> [Short task 1] According to the SQL course notes, what is the default sort order for ORDER BY?
> [Short task 2] Pick up the SQL course notes where they stop and keep writing them.

> [Extract]
SQL Bootcamp
Notes from Udemy Complete SQL Bootcamp. Course covers a good general overview of SQL and use PostgreSQL as it’s main database.
SELECT
SELECT colum_name FROM table_name
SELECT c1,c2 FROM table
SELECT * selects all the columns from a table
SELECT DISTINCT column FROM table to only pull distinct entries. This shows you the distinct values for the column.
SELECT COUNT(column) FROM table;
This simply returns the number of rows in the table.
SELECT COUNT (*) FROM table; <- gives the same result.
SELECT COUNT (DISTINCT name) FROM table; This gives you the number of distinct names. This shows how many distinct vales but not the actual values.
------------------ SELECT WHERE
SELECT column1, column2
FROM table
WHERE conditions;
uses usual comparison operators such as +, <, >.
<> or != desigate not equal to
Logical operators are AND, OR, NOT
SELECT name,choice FROM table
WHERE name = 'David';
SELECT name,choice FROM table
WHERE name ='David' AND choice = 'Red';
ORDER BY
SELECT column_1,column_2
FROM table
ORDER BY column_1 ASC/DESC
- ascending is the default
- technically you can order by a column that you have not selected.
LIMIT
allows us to limit the nuber of rows retured in a query
BETWEEN
Match a value against a range of values
e.g. BETWEEN 5 AND 15
- inclusive of the high and low values
- can also do NOT BETWEEN, NOT version is not inclusive
- can be used with dates, format is YYYY-MM-DD (inclusiveness is system dependent - OR may be a better option)
IN
used to check a value from a series in a list
value IN (option1,option2,...,option_n)
eg.
SELECT color FROM table
WHERE color IN ('red','blue')

> [Supplied entries]
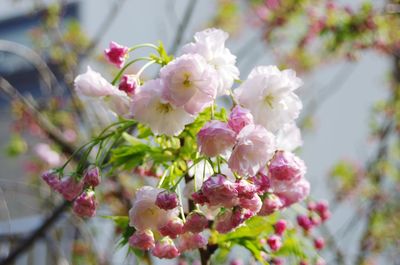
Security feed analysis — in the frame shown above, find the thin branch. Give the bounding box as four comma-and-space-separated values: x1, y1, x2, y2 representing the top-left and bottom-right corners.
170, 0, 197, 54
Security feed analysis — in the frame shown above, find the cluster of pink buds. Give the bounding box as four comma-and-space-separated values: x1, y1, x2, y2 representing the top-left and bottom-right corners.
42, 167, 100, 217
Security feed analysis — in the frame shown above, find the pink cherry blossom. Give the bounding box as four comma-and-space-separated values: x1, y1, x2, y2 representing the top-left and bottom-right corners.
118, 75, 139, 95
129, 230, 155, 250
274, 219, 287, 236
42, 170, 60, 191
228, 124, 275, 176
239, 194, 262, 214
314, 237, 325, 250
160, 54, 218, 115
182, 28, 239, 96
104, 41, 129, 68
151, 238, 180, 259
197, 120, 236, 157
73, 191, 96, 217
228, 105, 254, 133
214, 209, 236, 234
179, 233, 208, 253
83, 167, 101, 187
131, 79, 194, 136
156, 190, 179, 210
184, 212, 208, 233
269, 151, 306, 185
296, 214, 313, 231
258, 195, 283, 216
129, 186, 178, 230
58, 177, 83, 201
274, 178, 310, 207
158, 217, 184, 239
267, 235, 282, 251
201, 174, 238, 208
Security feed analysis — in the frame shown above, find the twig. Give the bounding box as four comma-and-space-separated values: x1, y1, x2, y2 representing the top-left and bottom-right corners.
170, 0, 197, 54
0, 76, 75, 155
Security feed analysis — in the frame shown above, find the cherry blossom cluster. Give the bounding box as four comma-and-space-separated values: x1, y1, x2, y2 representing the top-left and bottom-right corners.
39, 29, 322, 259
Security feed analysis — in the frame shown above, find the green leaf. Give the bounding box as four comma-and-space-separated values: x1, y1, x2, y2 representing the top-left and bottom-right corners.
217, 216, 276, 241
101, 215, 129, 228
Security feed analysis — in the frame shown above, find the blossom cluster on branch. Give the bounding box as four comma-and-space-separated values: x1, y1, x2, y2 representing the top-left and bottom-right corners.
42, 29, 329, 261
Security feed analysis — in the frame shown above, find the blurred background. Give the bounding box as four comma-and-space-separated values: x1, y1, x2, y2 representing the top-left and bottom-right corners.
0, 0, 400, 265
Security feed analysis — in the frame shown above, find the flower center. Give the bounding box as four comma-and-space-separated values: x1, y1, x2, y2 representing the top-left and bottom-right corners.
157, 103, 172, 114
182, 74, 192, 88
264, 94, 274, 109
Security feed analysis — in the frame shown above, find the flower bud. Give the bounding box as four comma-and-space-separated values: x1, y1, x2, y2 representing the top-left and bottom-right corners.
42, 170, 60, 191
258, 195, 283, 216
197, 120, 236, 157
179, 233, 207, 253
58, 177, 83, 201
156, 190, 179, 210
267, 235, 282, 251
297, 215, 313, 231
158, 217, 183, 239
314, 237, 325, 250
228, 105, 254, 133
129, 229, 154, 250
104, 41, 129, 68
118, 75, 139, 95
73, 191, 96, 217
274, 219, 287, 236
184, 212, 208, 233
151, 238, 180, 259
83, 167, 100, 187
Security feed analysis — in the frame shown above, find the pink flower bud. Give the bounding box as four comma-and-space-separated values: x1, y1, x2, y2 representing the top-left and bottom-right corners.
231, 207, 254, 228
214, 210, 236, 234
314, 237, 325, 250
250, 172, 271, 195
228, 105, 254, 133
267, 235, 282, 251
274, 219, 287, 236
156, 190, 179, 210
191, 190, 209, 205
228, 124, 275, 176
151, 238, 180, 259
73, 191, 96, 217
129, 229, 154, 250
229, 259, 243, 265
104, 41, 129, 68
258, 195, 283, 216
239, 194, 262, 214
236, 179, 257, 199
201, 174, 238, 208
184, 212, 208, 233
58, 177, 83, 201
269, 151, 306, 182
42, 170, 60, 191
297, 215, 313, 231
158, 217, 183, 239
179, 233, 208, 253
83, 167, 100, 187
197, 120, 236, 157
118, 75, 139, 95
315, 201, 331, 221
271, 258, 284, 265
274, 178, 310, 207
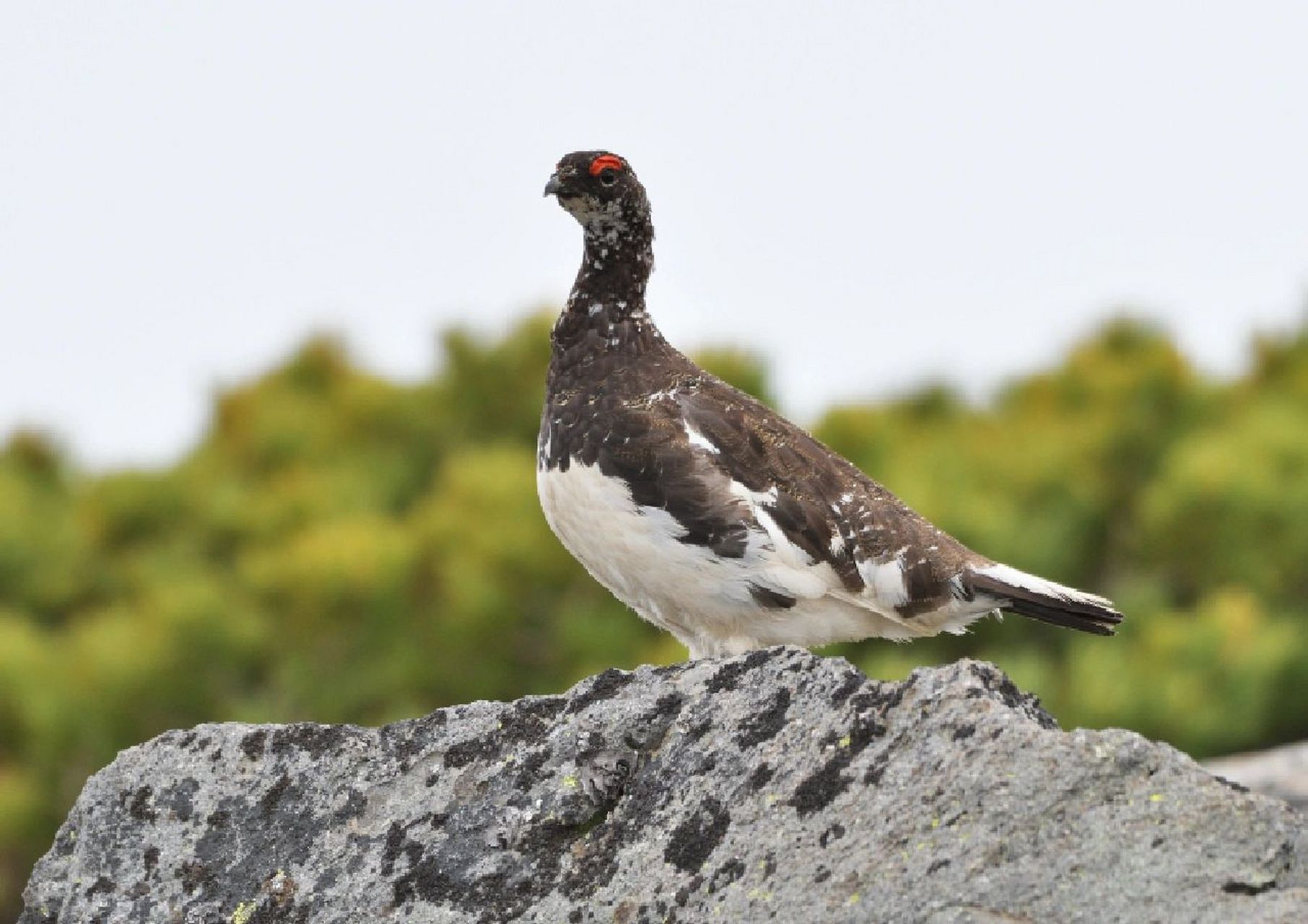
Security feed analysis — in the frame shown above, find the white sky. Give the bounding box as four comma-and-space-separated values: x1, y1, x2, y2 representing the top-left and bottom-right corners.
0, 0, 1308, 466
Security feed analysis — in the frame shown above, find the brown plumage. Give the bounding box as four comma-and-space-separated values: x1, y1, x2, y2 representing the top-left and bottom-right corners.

> [Exercise answer 1] Ascending is the default.

> [Exercise answer 2]
can also do NOT IN
LIKE and ILIKE
string pattern matching with the use of wild cards
% Matches any sequence of characters
_ Matches any single character
WHERE name LIKE 'A%'
all names that begin with "a"
WHERE nme LIKE '%a'
all names that end with "a"
LIKE is case-sensitive but ILIKE is case-insensitive
WHERE title LIKE 'Mission Impossibel _'
would find:
Mission Impossible 1
Mission Impossible 2
Mission Impossible 3
...
You can use multiple multiple underscores
WHERE name LIKE '_her%'
finds:
Cheryl
Theresa
Sherri
Postgresl does support regex
https://www.postgresql.org/ docs
GROUP BY
- Aggregate function - takes multiple inputs and generates a single output.
- Most common are
- AVG()
- floating point so use ROUND() to specify number of digits
- COUNT()
- MAX()
- MIN()
- SUM()
- Aggregate functions happen only in the SELECT or HAVING clauses.
SELECT ROUND(AVG(replacement_cost),2)
FROM film;
This will round the average and limit the precision to 2 decimal places.
SUM - sums all the values in a column
With GROUP BY you need to choose a categorical column to GROUP BY
SELECT category_col, AGG(data_col)
FROM table
GROUP BY category_col
OR
SELECT category_col, AGG(data_col)
FROM table
WHERE category_col != 'A'
GROUP BY category_col
GROUP BY clause must appear directly after a FROM or WHERE statement
SELECT customer_id,staff_id,SUM(amount) FROM payment
GROUP BY staff_id,customer_id
If a column is a date you should do:
SELECT DATE(payment_date) FROM payment
This pulls just the date from the time stamp.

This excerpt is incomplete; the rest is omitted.